# Your assignment
Print the forum thread below from "I'm targeting the" up to and including "the csv file.", word for word.

─── Passage provided

I'm targeting the full plate so I can do some fun data stuffs. Each blue plate is about 1gb while each red is 325mb.
Thanks for explaining. I am similarly hoping for the full plate. I am an actuary/data scientist so I would love to recreate their analysis first using their questionable methodology, and then do it again but with a methodology I would consider "correct". I'll need the full plates as well.
 
Sorry just saw this thread. @beku-mant does your code successfully get the data that @boguesuser is trying to get in post #1?

If so, can you upload the data somewhere convenient?

I was able to get fits images for the 5399 sources listed in the link below. I only extracted small images of the sources, and in total its only about 150 MB, but contains all of the info needed to check if they are in Earth's shadow. And some extracted fields are in the csv file.

http://svocats.cab.inta-csic.es/vanish-possi/index.php?action=search

Although I am a little concerned about making a mistake. So don't take the data as correct without further validation.
 

Attachments

Thanks for explaining. I am similarly hoping for the full plate. I am an actuary/data scientist so I would love to recreate their analysis first using their questionable methodology, and then do it again but with a methodology I would consider "correct". I'll need the full plates as well.

──────
─── Data extracts

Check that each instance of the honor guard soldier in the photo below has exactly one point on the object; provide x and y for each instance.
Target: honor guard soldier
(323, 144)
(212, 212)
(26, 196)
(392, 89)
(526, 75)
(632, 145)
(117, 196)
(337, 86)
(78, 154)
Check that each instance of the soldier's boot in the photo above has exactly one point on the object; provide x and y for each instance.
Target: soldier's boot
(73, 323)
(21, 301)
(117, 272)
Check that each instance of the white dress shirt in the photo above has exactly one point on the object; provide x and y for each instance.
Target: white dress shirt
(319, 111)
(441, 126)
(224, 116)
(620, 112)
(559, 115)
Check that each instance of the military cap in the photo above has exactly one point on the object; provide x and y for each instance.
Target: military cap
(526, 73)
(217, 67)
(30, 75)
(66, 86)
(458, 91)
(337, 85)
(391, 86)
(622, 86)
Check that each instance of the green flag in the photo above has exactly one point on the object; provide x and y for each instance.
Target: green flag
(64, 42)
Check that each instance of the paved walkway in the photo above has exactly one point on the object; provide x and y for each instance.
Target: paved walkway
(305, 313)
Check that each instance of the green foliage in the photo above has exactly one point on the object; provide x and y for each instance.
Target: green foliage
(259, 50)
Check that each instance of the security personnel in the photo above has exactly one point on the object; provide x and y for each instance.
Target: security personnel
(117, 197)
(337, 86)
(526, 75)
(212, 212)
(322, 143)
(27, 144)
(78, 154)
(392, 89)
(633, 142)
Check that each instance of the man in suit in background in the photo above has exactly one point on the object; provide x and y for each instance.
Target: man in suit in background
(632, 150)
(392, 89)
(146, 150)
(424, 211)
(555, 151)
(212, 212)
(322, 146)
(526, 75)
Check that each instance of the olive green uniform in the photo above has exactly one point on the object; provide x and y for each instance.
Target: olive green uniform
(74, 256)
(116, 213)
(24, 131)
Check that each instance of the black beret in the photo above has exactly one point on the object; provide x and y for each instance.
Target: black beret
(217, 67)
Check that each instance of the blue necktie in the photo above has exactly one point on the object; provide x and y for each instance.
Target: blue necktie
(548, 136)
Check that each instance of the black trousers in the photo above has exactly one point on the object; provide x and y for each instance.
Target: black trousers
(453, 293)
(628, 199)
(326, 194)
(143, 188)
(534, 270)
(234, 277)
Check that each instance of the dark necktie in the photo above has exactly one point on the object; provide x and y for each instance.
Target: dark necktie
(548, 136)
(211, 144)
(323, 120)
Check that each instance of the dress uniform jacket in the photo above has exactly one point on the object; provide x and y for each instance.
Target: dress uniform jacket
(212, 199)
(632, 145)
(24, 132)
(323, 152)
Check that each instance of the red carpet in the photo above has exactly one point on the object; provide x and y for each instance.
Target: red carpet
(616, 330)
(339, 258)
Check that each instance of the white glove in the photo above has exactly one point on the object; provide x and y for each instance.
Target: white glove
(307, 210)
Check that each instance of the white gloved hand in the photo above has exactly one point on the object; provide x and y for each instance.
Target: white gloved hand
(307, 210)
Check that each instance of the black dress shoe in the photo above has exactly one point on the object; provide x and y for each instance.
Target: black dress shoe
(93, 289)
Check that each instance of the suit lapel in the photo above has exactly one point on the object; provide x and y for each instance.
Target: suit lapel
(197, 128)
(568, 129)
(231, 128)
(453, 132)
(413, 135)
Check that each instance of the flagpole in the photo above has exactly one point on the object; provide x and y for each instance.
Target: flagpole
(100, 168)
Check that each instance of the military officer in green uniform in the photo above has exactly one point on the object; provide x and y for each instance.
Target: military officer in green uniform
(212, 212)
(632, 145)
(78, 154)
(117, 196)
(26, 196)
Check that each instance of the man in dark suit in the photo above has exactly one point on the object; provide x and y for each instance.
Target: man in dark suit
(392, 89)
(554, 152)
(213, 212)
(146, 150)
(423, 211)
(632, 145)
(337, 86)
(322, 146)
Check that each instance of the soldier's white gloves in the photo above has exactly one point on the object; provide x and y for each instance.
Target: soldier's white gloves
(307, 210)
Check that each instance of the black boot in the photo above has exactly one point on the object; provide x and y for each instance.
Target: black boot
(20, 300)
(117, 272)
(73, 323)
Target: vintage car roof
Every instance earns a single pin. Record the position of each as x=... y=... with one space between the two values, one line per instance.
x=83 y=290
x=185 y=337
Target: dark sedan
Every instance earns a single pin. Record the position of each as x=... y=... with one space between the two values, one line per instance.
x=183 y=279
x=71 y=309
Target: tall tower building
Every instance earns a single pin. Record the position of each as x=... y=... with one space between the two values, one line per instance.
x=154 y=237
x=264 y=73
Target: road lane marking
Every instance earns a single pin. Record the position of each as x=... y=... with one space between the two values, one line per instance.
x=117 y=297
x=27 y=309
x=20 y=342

──────

# Solved problem
I'm targeting the full plate so I can do some fun data stuffs. Each blue plate is about 1gb while each red is 325mb.
Thanks for explaining. I am similarly hoping for the full plate. I am an actuary/data scientist so I would love to recreate their analysis first using their questionable methodology, and then do it again but with a methodology I would consider "correct". I'll need the full plates as well.
 
Sorry just saw this thread. @beku-mant does your code successfully get the data that @boguesuser is trying to get in post #1?

If so, can you upload the data somewhere convenient?

I was able to get fits images for the 5399 sources listed in the link below. I only extracted small images of the sources, and in total its only about 150 MB, but contains all of the info needed to check if they are in Earth's shadow. And some extracted fields are in the csv file.